OBJECTIVES:
1. Return the passage about the film Mr. St. Nick from "Mr. St. Nick" up to and including "November 17, 2002.", copied word for word.
2. Answer these questions from the passage about the film Mr. St. Nick:
(a) Which network showed the film in the United States?
(b) Where was the film shot?
(c) For how many years has King Nicholas XX been Santa Claus?
3. In the passage about the film Mr. St. Nick, why does Nick begin to reconsider marrying Heidi? Answer in one to three sentences.

PASSAGE TO READ:
▬▬▬▬▬▬

Mr. St. Nick is a 2002 Christmas comedy-fantasy film starring Kelsey Grammer. It was produced by Hallmark Entertainment and shown on ABC in the United States. It was first broadcast as an episode of ABC's Wonderful World of Disney anthology on November 17, 2002.

It was set mainly in Miami, Florida, United States, although it was filmed in Vancouver, British Columbia, Canada.

Plot 
King Nicholas XX (Durning) has been Santa Claus for 100 years and is now preparing to hand over the baton to his, and the Queen's (Helmond) son, Nick St. Nicholas (Grammer).  Nick St. Nicholas is living the high life in Miami and is slightly reluctant to become Santa Claus. Jasper (Bedford), Nick's butler hires a new cook, Lorena (Ortiz). He then gets enticed into portraying a fictitious Santa Claus for a charity (Mr.SaintNick.com) by Heidi (Hendrix) and Hector (Garcia). Nick begins to fall in love with Heidi and asks her to marry him, little does he know that Hector and Heidi are transferring the charity's money into their own account in the Cayman Islands. Soon however, Nick starts to become closer to his loved ones (namely his father) and Nick starts to realizes how special being with your loved ones is. As that happens he also notices that he is getting to know Lorena better and is starting to develop feelings for her as well, which makes him re-think about marrying Heidi. Nick eventually comes to see that he was wrong about everything and chooses Lorena instead.

▬▬▬▬▬▬

SUPPLIED RECORDS:

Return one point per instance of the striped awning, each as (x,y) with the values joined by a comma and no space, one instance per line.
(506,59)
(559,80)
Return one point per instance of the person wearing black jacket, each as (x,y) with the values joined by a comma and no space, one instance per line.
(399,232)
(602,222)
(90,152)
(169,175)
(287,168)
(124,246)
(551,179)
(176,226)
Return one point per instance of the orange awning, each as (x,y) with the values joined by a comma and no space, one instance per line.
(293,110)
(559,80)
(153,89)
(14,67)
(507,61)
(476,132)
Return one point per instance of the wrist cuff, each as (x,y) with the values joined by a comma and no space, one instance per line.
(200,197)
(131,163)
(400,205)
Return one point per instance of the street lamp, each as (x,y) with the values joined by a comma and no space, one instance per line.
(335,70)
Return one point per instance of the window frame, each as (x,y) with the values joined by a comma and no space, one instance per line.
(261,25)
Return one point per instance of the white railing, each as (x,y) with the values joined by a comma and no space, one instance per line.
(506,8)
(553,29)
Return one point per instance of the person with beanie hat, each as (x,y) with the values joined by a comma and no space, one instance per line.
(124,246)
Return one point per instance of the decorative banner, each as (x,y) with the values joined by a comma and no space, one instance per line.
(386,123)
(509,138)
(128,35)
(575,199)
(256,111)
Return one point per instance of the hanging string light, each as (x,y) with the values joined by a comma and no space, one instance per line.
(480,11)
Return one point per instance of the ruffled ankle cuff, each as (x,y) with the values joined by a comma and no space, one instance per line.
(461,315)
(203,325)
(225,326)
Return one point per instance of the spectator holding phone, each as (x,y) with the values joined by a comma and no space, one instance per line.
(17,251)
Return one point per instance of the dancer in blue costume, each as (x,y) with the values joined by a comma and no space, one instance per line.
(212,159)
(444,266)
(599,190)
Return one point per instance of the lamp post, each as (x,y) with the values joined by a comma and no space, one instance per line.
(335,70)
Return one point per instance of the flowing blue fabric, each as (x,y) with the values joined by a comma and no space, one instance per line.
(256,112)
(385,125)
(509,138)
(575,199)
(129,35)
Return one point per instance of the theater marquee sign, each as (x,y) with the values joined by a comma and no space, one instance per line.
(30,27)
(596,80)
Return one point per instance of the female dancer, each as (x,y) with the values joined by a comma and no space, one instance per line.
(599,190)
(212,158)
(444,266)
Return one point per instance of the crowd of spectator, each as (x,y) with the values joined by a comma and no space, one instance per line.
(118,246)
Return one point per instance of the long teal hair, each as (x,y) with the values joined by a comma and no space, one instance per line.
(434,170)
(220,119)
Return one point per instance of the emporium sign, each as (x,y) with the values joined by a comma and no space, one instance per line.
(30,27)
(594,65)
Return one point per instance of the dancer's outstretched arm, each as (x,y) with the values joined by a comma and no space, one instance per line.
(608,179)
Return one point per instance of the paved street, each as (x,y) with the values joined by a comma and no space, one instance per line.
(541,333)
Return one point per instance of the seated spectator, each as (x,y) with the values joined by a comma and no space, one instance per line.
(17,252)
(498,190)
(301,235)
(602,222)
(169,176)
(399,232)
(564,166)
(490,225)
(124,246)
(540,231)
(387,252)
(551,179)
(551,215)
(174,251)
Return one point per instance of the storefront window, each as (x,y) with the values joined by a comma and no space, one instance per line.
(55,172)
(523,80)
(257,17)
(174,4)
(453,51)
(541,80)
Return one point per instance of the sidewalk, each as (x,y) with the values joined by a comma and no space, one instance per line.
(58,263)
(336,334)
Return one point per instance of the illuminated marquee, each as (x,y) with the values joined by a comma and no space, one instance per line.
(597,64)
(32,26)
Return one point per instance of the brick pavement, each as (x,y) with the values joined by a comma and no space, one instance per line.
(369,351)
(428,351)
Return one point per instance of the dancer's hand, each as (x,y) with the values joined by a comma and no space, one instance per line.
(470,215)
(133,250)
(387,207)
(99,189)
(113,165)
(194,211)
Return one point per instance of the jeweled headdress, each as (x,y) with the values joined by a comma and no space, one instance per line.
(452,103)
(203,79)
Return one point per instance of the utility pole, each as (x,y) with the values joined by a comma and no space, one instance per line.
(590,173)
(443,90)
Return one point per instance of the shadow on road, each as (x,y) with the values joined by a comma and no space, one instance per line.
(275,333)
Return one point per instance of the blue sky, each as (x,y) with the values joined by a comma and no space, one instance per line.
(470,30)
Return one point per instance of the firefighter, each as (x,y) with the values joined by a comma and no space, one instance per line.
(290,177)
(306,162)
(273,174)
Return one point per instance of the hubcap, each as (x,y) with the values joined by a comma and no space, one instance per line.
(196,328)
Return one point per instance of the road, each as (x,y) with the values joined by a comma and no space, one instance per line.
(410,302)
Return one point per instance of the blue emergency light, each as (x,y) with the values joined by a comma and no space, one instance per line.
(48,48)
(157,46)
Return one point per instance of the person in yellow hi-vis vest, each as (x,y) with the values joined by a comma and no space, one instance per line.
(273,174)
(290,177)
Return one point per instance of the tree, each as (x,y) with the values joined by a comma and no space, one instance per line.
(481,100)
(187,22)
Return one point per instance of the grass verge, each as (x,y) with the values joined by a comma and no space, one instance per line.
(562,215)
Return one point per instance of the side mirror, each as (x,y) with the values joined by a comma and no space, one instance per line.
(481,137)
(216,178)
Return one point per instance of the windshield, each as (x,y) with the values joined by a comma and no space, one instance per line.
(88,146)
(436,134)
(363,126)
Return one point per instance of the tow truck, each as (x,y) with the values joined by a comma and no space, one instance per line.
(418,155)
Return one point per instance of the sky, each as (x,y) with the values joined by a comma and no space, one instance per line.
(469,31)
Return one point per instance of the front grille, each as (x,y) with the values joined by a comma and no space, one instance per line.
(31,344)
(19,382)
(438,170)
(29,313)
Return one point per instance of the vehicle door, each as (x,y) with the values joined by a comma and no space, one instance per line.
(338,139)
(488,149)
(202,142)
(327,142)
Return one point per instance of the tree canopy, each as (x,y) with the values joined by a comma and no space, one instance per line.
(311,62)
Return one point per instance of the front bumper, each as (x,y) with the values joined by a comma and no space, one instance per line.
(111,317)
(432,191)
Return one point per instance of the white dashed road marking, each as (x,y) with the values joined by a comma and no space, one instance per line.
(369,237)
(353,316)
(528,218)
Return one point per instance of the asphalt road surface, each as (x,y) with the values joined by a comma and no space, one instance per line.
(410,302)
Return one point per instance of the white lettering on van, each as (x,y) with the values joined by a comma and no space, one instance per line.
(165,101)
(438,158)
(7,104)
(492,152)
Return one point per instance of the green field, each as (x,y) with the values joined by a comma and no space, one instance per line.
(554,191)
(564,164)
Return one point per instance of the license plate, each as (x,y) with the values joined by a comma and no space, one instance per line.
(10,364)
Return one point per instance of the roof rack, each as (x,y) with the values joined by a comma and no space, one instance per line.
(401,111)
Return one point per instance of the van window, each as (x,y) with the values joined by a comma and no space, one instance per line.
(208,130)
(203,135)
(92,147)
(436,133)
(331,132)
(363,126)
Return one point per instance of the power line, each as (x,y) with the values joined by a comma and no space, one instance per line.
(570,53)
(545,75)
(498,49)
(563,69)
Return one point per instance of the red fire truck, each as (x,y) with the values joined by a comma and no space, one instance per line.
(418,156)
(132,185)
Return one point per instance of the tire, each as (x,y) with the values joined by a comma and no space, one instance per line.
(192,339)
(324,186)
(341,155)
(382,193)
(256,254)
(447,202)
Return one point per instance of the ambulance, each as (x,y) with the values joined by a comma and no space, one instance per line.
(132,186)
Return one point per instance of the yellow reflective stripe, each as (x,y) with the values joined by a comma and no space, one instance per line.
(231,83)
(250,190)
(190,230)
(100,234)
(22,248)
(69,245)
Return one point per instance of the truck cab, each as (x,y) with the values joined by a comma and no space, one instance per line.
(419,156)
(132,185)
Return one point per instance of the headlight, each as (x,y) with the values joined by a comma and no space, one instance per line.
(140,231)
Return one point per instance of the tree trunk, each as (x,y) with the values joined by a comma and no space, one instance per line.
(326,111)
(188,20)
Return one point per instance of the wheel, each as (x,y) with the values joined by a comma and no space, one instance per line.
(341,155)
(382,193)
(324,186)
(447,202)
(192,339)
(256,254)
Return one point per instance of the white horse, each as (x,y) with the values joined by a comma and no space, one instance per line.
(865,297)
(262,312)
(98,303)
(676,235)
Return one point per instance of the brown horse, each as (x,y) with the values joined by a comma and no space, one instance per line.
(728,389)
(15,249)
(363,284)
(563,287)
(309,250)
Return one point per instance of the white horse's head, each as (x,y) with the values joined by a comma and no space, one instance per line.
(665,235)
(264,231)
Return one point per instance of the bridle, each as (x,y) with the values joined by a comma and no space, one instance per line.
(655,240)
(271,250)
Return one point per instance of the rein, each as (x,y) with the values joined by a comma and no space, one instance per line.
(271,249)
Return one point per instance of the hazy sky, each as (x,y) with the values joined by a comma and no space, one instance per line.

▬▬▬▬▬▬

RESPONSES TO THE TASKS:
1.
Mr. St. Nick is a 2002 Christmas comedy-fantasy film starring Kelsey Grammer. It was produced by Hallmark Entertainment and shown on ABC in the United States. It was first broadcast as an episode of ABC's Wonderful World of Disney anthology on November 17, 2002.

2.
(a) ABC
(b) Vancouver, British Columbia, Canada
(c) 100 years

3. Nick gets to know Lorena better and starts to develop feelings for her. Those feelings make him re-think marrying Heidi.